= TEXT SECTION =
For Example, in the initial part of the DBR information, the number of Sectors per FAT is 0 and in the Extended Volume Information Block of DBR the Number of Sectors per FAT is 11003, which is the Actual Value for this large Volume.
The DBR of the Volume has the important information about the disk parameters, which can be used to link the all data information for programming purpose. For Example, if you want to access the DBRs of other Partition volume on the disk, you can calculate it by number of sectors, written in DBR and other related information.
If you want to access the Disk with cluster approach, you can make calculations with the help of Sectors per cluster, sectors per FAT and other information.
If you are using the hard disk larger than 8.4 GB (See the chapter, “Logical Approach to Disks and OS”, Discussed earlier in this book), use extensions to access all the DBR’s of the disk beyond 8.4 GB. Refer the Extended read-write functions, given in the previous chapters
How to Recover DBR with Programming
You can recover the DBR of the disk volume up to 100 percent by using some tricky approach and logical calculations. As we discussed about logical approaches of file systems in the chapter, “Logical Approach to Disks and OS”, earlier in this book, the every information in DBR is written within being some limit or rule.
Every parameter written in the DBR has some Specific meaning and written so by following some specific rule and reason. That is why the information of DBR if lost, can be Re-linked or rewritten manually if you follow these rule and use the tricky mind to find out what and how to cure.
For example, the table given next describes the number of sectors per cluster for different file systems, by using which you can find the number of sectors per cluster for your disk. Let us assume that you had a volume of approximately 10GB in your disk and the operating system which you were using was Windows 98.
Now, if any how the “Sectors per cluster” information of the DBR of the volume is corrupted. Let us try to find out which file system and how many sectors per clusters you had in the volume of your disk.
As the operating system in you disk was windows 98, which supports only FAT file system, therefore the File system of your Volume was FAT. Now let us think about the size of the volume, which was approximately 10GB.
We know that the 10GB Partition is not Supported by FAT16 (See the table given next) therefore the File system of the volume should be FAT32.

= GOAL =
Condense the paragraph of the DBR excerpt that begins "The DBR of the Volume has" into a shorter paragraph that keeps its main facts. The listing isn't needed for this exercise.

= SUPPLIED DATA =
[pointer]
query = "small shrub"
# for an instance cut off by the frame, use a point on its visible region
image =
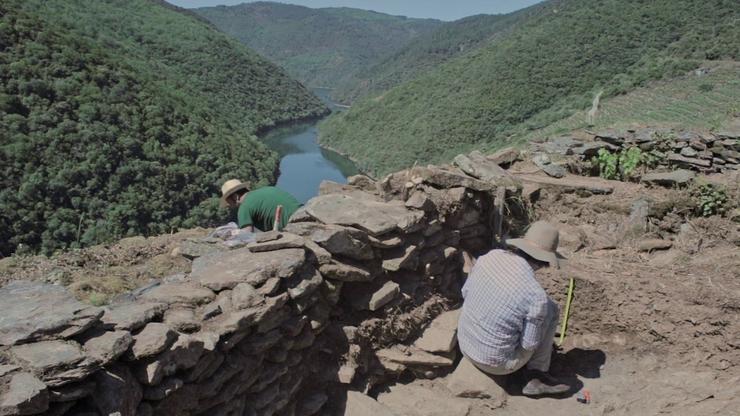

= RIGHT ANSWER =
A volume's DBR holds key disk parameters that a program can use to link all data information. For instance, the DBRs of other partition volumes on the disk can be located by calculating from the number of sectors recorded in the DBR and related information.